● **Exercise instructions**
Each line of the listing below should come back exactly as it is.

● **Listed records**
--

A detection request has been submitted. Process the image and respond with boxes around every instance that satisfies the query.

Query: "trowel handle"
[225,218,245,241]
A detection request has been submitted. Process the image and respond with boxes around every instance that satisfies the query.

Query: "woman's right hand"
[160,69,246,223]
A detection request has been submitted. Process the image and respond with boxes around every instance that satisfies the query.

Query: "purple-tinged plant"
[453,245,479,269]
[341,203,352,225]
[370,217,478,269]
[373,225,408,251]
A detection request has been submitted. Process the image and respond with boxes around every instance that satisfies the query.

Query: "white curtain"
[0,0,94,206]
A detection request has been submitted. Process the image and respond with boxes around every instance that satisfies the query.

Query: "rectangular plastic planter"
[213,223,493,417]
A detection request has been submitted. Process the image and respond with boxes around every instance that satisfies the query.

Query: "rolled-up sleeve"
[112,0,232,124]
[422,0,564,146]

--

● **Solution to this task**
A detection request has been submitted. Process the image and respond with boxes around every instance that satisfies the query.

Query: "trowel handle"
[225,218,245,241]
A detection request has been submitted. Process the image and respond with boxes around every instance that satisfies the query.

Query: "woman's right hand"
[160,69,246,223]
A detection request has been submitted. Process the image and respond with boxes around every instance that satisfies the query.

Query: "purple-tinged plant"
[453,245,479,269]
[341,203,352,225]
[370,217,478,269]
[373,225,408,251]
A detection request has been submitted. Process the image and respond with boxes around every instance that satisfies the query.

Query: "white curtain"
[0,0,94,206]
A detection request has been submitted. Process the image and respond with boxes around every instance that satisfies the query.

Query: "rectangular plastic planter"
[213,223,493,417]
A detection request has been submitted. Process the image and respond with boxes around every instance that satisfies the query.

Query: "rolled-up sleeve"
[112,0,232,124]
[422,0,564,146]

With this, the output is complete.